## [Required action]
Check every line of the records below for the string "metal" and copy the ones that have it.

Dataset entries
⁂
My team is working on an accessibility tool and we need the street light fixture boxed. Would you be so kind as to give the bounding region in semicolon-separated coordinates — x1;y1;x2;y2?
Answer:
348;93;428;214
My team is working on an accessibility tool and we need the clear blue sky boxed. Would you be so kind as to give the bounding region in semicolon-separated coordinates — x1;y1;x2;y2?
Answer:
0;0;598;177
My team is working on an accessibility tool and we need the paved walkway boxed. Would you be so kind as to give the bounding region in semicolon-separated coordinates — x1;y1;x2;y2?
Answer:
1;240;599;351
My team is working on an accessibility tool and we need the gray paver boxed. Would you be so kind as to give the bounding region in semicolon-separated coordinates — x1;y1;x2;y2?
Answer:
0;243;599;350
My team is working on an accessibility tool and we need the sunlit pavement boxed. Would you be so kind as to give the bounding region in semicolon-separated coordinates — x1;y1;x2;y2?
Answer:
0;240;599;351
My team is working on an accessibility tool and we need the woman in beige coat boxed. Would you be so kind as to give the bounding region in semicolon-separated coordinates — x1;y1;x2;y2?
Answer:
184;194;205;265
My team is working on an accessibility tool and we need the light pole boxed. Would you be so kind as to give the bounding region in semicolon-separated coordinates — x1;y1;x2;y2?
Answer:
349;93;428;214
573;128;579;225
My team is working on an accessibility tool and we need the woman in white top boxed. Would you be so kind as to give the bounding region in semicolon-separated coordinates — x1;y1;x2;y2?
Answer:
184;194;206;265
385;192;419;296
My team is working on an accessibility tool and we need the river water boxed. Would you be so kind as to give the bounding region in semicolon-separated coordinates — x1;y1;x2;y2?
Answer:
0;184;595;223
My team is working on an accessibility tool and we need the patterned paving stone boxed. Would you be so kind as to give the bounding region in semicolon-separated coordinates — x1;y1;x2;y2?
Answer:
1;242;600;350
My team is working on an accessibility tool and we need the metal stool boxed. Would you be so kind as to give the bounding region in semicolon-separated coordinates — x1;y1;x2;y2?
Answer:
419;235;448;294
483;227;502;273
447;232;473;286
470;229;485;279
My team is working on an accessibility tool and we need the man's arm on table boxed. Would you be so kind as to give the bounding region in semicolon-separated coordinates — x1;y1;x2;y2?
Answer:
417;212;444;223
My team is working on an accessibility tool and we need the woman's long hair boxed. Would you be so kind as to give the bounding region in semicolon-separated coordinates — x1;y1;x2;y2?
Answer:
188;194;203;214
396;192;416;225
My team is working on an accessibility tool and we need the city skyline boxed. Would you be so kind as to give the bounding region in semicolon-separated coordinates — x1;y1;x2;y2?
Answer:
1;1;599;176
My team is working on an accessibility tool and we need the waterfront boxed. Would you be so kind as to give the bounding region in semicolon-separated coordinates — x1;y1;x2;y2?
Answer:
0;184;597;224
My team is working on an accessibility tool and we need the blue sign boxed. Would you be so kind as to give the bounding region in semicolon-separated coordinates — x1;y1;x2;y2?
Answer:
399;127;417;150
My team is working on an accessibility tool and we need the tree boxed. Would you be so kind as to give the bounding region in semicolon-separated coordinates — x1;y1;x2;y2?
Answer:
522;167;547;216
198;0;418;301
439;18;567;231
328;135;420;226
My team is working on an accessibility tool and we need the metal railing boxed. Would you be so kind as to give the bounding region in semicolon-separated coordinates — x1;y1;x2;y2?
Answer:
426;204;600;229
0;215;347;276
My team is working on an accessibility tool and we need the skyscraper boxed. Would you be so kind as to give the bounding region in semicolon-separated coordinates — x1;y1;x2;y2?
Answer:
⁂
## [Response for this exercise]
My team is working on an accessibility tool and we need the metal stool boxed. Would you be so kind as to give the bounding region in semicolon-separated coordinates — x1;y1;x2;y2?
My team is working on an accessibility tool and we need the metal railing boxed. Would you be so kind as to give the bounding region in semicolon-separated coordinates — x1;y1;x2;y2?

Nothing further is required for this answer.